> [Aim]
Express the records below as a two-column CSV with the headers "text" and "answer," one row per record, putting each value in a single quoted field with line breaks replaced by spaces. Leave the pictures out.

Data items:
* start *
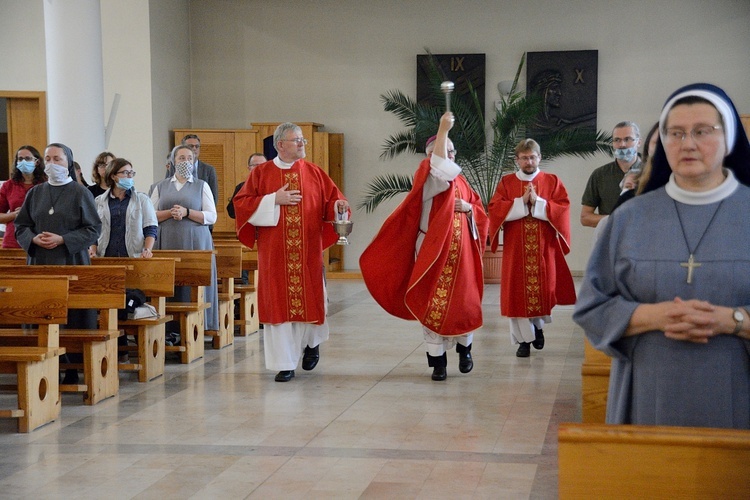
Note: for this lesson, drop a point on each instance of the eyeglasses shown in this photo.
(699, 134)
(624, 140)
(528, 158)
(298, 140)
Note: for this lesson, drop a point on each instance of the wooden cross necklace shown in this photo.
(51, 201)
(691, 264)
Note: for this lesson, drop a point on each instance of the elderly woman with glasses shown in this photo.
(98, 173)
(185, 208)
(129, 224)
(667, 287)
(28, 171)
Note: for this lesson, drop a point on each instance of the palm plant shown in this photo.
(485, 155)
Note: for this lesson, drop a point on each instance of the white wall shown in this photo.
(146, 53)
(22, 46)
(170, 75)
(126, 52)
(328, 61)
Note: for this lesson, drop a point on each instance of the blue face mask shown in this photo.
(126, 183)
(626, 154)
(26, 166)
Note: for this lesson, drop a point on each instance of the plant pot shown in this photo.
(493, 265)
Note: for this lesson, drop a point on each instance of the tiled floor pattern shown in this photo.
(368, 422)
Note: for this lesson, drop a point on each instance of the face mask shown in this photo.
(25, 166)
(126, 183)
(184, 169)
(57, 174)
(626, 154)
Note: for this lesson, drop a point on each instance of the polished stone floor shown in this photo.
(368, 422)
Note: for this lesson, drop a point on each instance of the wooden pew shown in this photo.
(594, 384)
(631, 461)
(37, 368)
(90, 287)
(12, 261)
(193, 269)
(249, 322)
(228, 267)
(155, 278)
(13, 252)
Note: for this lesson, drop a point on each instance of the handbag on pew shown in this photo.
(134, 298)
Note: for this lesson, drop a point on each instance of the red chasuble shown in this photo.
(290, 254)
(535, 276)
(443, 288)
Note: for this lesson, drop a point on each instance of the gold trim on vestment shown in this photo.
(532, 270)
(293, 248)
(438, 304)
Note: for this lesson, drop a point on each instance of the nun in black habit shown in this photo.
(56, 226)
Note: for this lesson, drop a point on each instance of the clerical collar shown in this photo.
(282, 164)
(720, 192)
(527, 177)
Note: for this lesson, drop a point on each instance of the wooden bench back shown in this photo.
(13, 252)
(228, 259)
(154, 277)
(35, 300)
(192, 267)
(91, 287)
(633, 461)
(12, 261)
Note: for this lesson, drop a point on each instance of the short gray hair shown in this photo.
(281, 130)
(628, 123)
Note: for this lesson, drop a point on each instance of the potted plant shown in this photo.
(484, 153)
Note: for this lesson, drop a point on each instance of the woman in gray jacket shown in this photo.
(129, 224)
* end *
> [Worked answer]
text,answer
"Note: for this lesson, drop a point on each instance of the eyeglasses shown in this photo.","(699, 134) (624, 140) (528, 158) (298, 140)"
"Note: for this lesson, drop a point on each instance of the wooden cross necklace shown in this photo.","(51, 201) (691, 264)"
"Note: for this lesson, drop a point on each instance of the elderly woman with glasses shown in this photo.","(98, 173) (185, 208) (129, 224) (667, 287) (28, 171)"
"Note: for this lesson, drop a point on each instance of the palm plant shown in this photo.","(485, 155)"
"Note: for this lesson, drop a point on each instance of the white wall shown in this photo.","(146, 53) (22, 46) (170, 75) (126, 52) (328, 61)"
"Note: for this lesson, drop a point on each instance of the blue face mask shown in this photo.","(126, 183) (626, 154) (26, 166)"
"Note: for this lesson, drop a point on each instance of the plant pot shown in this photo.","(493, 265)"
"Note: for this lesson, drop a point on each instance of the tiled floor pattern shown in this photo.","(368, 422)"
"Note: for this lesson, drop a point on each instance of the face mask shown in this photo.","(25, 166) (126, 183) (184, 169) (57, 174) (626, 154)"
"Note: for this lesson, drop a point on each instance of the polished stone floor shown in this photo.","(368, 422)"
"Note: for this lesson, drop a point on each instance of the wooden pew shown in this photo.","(594, 384) (631, 461) (37, 368) (90, 287) (12, 261) (193, 269) (249, 322) (228, 267) (155, 278) (13, 252)"
"Note: for this lesson, drop a point on each instance of the handbag on pew shown in this photo.","(134, 298)"
"Note: for this lesson, drop a point on each instance of the red chasuble shown in this photo.","(290, 254) (535, 276) (443, 288)"
"Note: for this lesson, drop a point on each instance of the gold trim on vestment shown in this photo.","(532, 270) (293, 248) (438, 304)"
"Note: for this lesson, drop a point on each instance of the nun in black habit shown in this photo.","(56, 226)"
"Note: for this lesson, drop a point on each instance of the clerical collar shown in this photo.","(282, 164) (720, 192) (527, 177)"
"Note: for this lesson, drop a point on each instance of the wooden bench back shown in this photo.","(13, 252) (228, 259) (154, 277) (35, 300) (192, 267) (91, 287) (633, 461) (12, 261)"
"Note: for this lesson, drop a point on each instance of the short gray hair shown in this photo.","(281, 130) (628, 123)"
"Note: for this lesson, drop a point on each instance of the potted plant shown in this photo.","(484, 153)"
"Note: for this lesson, drop a point on each instance of the woman in gray jacket shown in this photo.","(129, 224)"